• [The task]: Give every entry again, word for word.
+++ Supplied data
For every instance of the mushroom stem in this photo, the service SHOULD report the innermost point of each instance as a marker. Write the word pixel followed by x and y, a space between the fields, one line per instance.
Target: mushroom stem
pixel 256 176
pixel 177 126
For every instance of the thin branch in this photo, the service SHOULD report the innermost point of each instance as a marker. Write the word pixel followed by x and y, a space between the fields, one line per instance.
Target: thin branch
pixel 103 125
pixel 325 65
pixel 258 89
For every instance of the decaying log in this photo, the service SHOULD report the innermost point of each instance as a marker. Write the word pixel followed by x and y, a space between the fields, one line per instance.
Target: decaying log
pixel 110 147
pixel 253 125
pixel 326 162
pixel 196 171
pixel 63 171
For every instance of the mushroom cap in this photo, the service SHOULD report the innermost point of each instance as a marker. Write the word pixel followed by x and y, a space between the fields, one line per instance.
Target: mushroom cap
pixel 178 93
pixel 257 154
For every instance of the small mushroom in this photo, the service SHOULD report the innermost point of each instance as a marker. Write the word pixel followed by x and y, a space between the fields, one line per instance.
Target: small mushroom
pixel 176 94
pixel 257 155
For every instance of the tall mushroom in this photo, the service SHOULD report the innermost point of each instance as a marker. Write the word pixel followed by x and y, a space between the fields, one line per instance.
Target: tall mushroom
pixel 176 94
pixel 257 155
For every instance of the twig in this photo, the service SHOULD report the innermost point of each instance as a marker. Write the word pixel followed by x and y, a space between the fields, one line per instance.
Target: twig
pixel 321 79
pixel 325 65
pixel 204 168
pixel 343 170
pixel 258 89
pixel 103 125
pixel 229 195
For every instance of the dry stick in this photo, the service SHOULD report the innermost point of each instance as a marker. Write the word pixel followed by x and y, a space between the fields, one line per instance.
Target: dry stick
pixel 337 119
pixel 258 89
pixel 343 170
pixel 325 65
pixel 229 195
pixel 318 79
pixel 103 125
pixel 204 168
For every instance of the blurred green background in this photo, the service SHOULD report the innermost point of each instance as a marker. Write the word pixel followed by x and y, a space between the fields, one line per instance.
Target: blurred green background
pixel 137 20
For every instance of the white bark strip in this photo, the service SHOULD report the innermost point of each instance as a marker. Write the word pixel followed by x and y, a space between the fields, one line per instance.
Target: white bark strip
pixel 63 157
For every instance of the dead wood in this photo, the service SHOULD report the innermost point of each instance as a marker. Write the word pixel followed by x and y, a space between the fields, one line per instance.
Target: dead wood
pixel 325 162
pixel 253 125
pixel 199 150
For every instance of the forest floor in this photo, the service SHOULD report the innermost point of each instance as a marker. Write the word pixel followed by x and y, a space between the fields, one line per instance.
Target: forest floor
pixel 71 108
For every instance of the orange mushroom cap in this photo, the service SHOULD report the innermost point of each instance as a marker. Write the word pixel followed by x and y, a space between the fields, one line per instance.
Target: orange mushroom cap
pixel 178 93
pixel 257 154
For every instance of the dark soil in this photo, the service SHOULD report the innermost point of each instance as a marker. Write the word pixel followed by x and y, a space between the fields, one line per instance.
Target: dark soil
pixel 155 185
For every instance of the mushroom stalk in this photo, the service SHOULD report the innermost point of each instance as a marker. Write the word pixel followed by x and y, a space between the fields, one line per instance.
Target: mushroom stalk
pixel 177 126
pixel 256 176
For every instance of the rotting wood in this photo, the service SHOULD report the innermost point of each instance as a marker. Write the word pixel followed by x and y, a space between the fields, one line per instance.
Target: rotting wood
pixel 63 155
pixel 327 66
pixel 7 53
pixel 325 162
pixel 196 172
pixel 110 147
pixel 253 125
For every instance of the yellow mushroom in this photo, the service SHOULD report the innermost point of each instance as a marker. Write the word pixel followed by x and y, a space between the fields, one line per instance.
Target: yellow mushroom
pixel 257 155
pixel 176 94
++++++
• [Solution to the exercise]:
For every instance of the mushroom stem in this photo, the service SHOULD report the innermost point of each instance as a marker. Write the word pixel followed by x and y, a space between the fields, one line per instance.
Target: mushroom stem
pixel 256 176
pixel 177 126
For every instance of the thin branch in this photo, the service SHOULD report the innermost point of each instance as a marker. Write the word pixel followed by x and y, a space between the fields, one line per instance.
Target: thin branch
pixel 103 125
pixel 325 65
pixel 258 89
For every instance of the decaying log in this photo, the service SHOULD report the innermost point of each instance as a marker. Write the word pixel followed by x and y, a space between the fields, one line per instance.
Target: decaying log
pixel 110 147
pixel 253 125
pixel 326 162
pixel 196 171
pixel 63 171
For every instance of the mushroom cap in this photo, the service SHOULD report the innermost point of each instance as a marker. Write the word pixel followed by x and y, a space between the fields, one line per instance.
Target: mushroom cap
pixel 178 93
pixel 257 154
For every instance of the small mushroom in this photo, the service SHOULD report the innermost point of each instance as a marker. Write the word pixel followed by x and y, a space between the fields, one line per instance.
Target: small mushroom
pixel 176 94
pixel 257 155
For every instance of the tall mushroom in this photo, the service SHOULD report the innermost point of each instance as a marker. Write the word pixel followed by x and y, a space between the fields, one line per instance.
Target: tall mushroom
pixel 176 94
pixel 257 155
For every instance of the twig in this photo, the service SHOULD report the innermost point of each instance as a marker. Write the word pixel followed by x and y, a space between the fields, one line per instance.
Target: twig
pixel 321 79
pixel 325 65
pixel 204 168
pixel 343 170
pixel 258 89
pixel 103 125
pixel 229 195
For every instance of the dry stick in this photo, the service SHOULD report the innermost point of each instance as a marker. Write the word pixel followed by x and y, a space between the fields, one line per instance.
Target: dry stick
pixel 337 119
pixel 258 89
pixel 343 170
pixel 325 65
pixel 229 195
pixel 318 79
pixel 103 125
pixel 204 168
For every instance of the blurred green background in this photo, the service SHOULD report the innermost point of each instance as a marker. Write the word pixel followed by x and y, a space between the fields, one line per instance.
Target: blurred green background
pixel 137 20
For every instance of the white bark strip in this photo, the service SHOULD report the innermost point of each instance as a marker. Write the word pixel followed by x and y, a space between the fields, one line per instance.
Target: white bark strip
pixel 63 157
For every instance of the dead wood in this photo, the service SHOULD report the innermost point of each instance as a marker. Write the word pixel followed by x and y, a space between the fields, one line per instance.
Target: dead wood
pixel 325 162
pixel 253 125
pixel 199 150
For every instance of the forest floor in this photo, the service SHOULD report the innermost point of each instance as a marker. Write the word pixel followed by x and y, a space between the fields, one line per instance.
Target: forest floor
pixel 71 108
For every instance of the orange mushroom cap in this photo, the service SHOULD report the innermost point of each instance as a marker. Write the word pixel followed by x and y, a space between the fields, one line per instance.
Target: orange mushroom cap
pixel 178 93
pixel 257 154
For every instance of the dark soil in this photo, the service SHOULD report the innermost point of each instance as a marker. Write the word pixel followed by x and y, a space between the fields, one line per instance.
Target: dark soil
pixel 155 185
For every instance of the mushroom stalk in this photo, the service SHOULD report the innermost point of each instance as a marker. Write the word pixel followed by x and y, a space between the fields, one line per instance.
Target: mushroom stalk
pixel 177 126
pixel 256 176
For every instance of the rotting wood in this photo, the service SHOULD report the innermost point of each instance as a marker. Write the word pixel followed by x and y, a space between the fields, one line per instance.
Target: rotting wood
pixel 63 155
pixel 327 66
pixel 7 53
pixel 325 162
pixel 196 172
pixel 110 147
pixel 253 125
For every instance of the yellow mushroom in this photo, the service SHOULD report the innermost point of each instance as a marker. Write the word pixel followed by x and y, a space between the fields, one line per instance.
Target: yellow mushroom
pixel 257 155
pixel 176 94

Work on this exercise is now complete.